**Consigne**
Dans l'extrait ci-dessous, relevez tous les titres d'œuvres auxquelles Le livre du grand secret est comparé.

**Extrait du texte**
※ ※ ※
Donc avec lui aussi, on nage dans l’incertitude. Peut-être raconte-t-il la vérité ? Après tout, être affecté d’un trouble psychiatrique n’empêche pas d’avoir raison quand même (je suis bien placé pour le savoir…). Peut-être a-t-il tout inventé ? Mais alors de lui-même ou influencé par son grand-père ou par les romans de son aïeul ? On ne sait pas. Il a pu enjoliver la vie de son pépé, l’ériger en super-héros détenteur d’une mission secrète pour se cacher la réalité d’un petit vieux déclinant et oublier que chez lui, la vie est on ne peut plus monotone, voire tendue entre ses parents qui sont de moins en moins sur la même longueur d’onde.
Bref, on ne sait pas. Et on ne saura jamais. C’est ce qui fait tout l’intérêt de ce texte. Parano tous azimuts, incertitude dans les mêmes proportions. Un récit qui pourrait relever de la SF, tout comme il pourrait être une histoire de folie. Comme Le Horla en fait. Soit tu considères ce que raconte Maupassant au premier degré et l’œuvre se classe dans le surnaturel, soit tu le lis comme les élucubrations d’un type dont la psyché part en sucette et alors on parle d’une nouvelle psychologique. Le grand écart entre les deux interprétations place Le Horla pile dans la zone d’entre-deux canonique qui définit le genre fantastique. Le livre du grand secret relève du même entre-deux, dans son cas entre science-fiction et thriller psychologique.
Le résultat est un court texte très inspiré, qui m’a rappelé par moments Stephen King dans ses grandes heures, quand il savait produire quelque chose d’à la fois court, dense et percutant qui te tenait jusqu’à la dernière page. Quelque part entre Différentes saisons pour le format et Charlie pour l’ambiance parano sur fond de complot d’agence gouvernementale.
Tout du long, Brussolo réussit un brouillage parfait entre rêve et réalité, fiction et vérité, coïncidences et complots. Tout un tas de petits événements pourraient s’être produits par hasard, parce que des choses se passent, comme ça, sans qu’il y ait forcément quelqu’un derrière pour tirer des ficelles, mais ils pourraient tout aussi bien avoir été orchestrés par l’armée, la CIA, le FBI, parce que les complots du gouvernement existent aussi (cf. scandale du Watergate, affaire du Rainbow Warrior…). Les comportements et pensées de Purcell reflètent à merveille la logique complotiste : il existe toujours une interprétation allant dans le sens du complot, pour tout et son contraire. Tu croises un type. Il te parle, c’est un agent secret qui cherche à te soutirer des infos. Il ne te dit rien, c’est un agent secret qui garde ses distances pour mieux te surveiller. Et ça marche avec tout.
Excellent texte au final qui doit son punch à sa brièveté. Plus long, il aurait fallu développer sur ce fameux livre et tartiner sur les détails du secret qu’il renferme. Sauf que c’est pas le sujet de l’histoire. Ce bouquin est un MacGuffin qui sert en vérité à parler d’autre chose. La dérive tragique de Purcell, la paranoïa, l’illusion, bref, la folie, que ce soit celle du narrateur emporté dans son délire ou celle des hautes instances pour conserver le contrôle et le pouvoir. C’est aussi, comme Usual Suspects, un récit sur le pouvoir du Verbe, à travers le grand-père écrivain, le poids de ses romans sur son petit-fils, lequel se met d’ailleurs à l’écriture “comme par hasard”. Coïncidence ? Je ne crois pas.
Toute histoire n’est que manipulation, il est là, le vrai grand secret.
※ ※ ※
**Données fournies**
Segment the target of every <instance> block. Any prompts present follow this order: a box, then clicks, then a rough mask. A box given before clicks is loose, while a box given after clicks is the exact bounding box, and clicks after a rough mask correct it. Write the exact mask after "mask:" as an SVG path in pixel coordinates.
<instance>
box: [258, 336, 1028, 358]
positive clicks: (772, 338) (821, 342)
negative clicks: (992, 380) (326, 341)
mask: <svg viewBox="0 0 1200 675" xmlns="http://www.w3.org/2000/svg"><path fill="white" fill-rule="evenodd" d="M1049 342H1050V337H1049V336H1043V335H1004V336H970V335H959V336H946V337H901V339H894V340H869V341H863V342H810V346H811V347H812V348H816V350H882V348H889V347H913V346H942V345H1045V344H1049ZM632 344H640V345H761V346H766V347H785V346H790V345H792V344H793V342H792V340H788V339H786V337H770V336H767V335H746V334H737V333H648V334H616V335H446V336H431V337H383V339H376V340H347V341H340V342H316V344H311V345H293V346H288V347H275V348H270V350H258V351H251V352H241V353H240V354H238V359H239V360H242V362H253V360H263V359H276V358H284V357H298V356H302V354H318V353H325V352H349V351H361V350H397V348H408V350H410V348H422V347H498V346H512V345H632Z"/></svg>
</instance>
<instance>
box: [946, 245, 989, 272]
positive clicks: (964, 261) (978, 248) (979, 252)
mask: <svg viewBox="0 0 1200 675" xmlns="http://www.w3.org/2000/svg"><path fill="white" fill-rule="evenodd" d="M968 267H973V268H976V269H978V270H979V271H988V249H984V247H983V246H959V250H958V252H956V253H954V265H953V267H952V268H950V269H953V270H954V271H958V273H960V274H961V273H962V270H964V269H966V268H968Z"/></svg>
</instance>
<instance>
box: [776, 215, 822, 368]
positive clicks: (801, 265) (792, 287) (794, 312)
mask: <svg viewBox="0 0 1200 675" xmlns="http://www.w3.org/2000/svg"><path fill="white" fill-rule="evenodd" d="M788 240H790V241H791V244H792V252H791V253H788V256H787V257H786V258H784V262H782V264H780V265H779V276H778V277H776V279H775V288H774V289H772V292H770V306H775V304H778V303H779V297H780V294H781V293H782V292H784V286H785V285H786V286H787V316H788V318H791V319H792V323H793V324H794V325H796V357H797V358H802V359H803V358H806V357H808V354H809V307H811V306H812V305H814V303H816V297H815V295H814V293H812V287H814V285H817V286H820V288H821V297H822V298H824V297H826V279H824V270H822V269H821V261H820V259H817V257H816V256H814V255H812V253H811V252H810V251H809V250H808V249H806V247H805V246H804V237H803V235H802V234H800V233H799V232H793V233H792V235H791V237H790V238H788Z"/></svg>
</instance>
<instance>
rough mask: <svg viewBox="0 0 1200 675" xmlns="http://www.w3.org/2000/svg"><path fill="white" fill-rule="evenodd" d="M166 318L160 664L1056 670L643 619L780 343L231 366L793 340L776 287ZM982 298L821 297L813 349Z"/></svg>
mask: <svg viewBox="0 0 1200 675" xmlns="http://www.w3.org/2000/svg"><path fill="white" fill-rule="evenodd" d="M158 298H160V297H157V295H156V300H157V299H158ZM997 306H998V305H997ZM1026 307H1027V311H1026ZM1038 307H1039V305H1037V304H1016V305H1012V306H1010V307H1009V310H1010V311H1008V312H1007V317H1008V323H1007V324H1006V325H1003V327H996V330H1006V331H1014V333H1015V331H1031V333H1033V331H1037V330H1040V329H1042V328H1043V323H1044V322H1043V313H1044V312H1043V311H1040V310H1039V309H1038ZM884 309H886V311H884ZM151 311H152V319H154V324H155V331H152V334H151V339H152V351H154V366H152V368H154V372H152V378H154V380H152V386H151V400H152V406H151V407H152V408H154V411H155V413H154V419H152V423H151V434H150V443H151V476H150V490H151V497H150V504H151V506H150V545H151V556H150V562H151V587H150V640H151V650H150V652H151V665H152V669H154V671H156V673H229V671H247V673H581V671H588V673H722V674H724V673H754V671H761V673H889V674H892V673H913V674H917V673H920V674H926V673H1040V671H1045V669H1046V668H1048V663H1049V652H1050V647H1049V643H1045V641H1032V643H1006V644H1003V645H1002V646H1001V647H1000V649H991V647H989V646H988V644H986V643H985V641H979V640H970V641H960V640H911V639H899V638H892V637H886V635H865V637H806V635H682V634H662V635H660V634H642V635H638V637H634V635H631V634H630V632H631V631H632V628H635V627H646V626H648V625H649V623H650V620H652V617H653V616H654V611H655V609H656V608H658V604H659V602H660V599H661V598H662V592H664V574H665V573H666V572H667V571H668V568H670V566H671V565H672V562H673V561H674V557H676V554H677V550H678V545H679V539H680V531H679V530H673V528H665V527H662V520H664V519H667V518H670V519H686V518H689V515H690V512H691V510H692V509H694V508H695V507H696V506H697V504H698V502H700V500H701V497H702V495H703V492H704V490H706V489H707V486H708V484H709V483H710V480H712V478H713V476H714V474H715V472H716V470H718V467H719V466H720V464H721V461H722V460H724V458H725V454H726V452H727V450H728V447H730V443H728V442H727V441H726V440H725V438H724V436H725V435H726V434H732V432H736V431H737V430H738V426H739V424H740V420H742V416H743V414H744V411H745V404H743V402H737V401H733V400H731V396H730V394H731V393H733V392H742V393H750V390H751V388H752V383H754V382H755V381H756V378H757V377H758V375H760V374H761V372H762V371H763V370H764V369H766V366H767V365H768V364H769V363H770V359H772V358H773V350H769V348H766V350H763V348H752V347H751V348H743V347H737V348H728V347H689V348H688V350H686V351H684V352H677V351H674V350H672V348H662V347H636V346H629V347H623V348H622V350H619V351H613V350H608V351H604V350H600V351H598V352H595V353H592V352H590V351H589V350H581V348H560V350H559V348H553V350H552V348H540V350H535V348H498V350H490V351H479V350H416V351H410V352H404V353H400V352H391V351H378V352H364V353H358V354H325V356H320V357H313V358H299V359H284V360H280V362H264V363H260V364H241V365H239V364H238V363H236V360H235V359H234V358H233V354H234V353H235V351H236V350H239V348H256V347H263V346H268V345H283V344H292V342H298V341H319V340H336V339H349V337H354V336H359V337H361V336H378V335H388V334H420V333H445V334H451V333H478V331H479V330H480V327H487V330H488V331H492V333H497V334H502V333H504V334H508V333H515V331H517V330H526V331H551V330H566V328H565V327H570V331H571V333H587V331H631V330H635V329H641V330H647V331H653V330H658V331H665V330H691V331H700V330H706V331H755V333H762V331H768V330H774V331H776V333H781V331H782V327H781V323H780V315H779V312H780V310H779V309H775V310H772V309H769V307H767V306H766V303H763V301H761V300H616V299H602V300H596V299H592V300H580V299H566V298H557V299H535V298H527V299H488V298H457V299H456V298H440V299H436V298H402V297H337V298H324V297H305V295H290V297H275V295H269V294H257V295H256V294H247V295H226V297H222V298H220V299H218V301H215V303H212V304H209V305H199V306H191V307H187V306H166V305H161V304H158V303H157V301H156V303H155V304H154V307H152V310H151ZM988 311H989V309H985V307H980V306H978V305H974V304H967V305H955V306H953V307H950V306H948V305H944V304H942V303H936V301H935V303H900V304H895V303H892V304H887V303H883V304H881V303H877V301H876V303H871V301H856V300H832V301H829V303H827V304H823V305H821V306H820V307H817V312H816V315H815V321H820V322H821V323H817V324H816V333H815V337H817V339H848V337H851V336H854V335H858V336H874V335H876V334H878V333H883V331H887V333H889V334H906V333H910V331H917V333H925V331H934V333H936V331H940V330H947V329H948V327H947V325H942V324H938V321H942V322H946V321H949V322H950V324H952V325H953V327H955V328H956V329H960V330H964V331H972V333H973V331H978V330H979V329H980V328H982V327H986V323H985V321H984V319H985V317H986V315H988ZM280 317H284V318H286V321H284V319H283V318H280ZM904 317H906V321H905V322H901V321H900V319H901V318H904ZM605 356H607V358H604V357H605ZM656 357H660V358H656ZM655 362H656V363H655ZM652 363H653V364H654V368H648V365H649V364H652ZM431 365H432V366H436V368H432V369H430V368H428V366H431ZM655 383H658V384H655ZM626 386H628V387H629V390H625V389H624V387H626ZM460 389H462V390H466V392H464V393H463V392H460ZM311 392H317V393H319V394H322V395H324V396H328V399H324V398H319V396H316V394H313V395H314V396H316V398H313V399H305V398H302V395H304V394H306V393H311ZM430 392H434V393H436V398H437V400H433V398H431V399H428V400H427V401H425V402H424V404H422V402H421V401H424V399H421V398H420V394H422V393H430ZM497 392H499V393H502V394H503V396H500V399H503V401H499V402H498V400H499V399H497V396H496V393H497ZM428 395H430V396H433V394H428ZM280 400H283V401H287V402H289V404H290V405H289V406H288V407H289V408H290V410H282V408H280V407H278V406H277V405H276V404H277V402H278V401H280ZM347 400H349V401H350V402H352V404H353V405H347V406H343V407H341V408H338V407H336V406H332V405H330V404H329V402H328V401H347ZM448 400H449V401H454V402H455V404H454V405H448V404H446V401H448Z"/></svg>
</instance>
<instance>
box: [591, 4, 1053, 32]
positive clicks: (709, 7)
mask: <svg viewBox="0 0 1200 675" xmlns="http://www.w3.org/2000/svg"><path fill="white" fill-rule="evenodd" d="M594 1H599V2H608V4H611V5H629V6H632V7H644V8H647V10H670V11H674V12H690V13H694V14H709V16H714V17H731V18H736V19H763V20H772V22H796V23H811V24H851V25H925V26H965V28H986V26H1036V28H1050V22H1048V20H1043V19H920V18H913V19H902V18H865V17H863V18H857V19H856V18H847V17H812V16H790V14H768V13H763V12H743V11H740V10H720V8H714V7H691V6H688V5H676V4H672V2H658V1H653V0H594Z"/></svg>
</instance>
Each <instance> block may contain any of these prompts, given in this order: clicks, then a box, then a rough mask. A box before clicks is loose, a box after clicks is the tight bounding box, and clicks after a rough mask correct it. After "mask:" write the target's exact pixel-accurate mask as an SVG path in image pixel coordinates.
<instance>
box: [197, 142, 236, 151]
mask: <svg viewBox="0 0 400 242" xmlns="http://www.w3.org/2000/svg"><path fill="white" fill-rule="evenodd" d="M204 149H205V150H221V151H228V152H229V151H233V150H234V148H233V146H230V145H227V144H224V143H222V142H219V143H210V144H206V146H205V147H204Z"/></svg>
※ ※ ※
**Réponse**
- Le Horla
- Différentes saisons
- Charlie
- Usual Suspects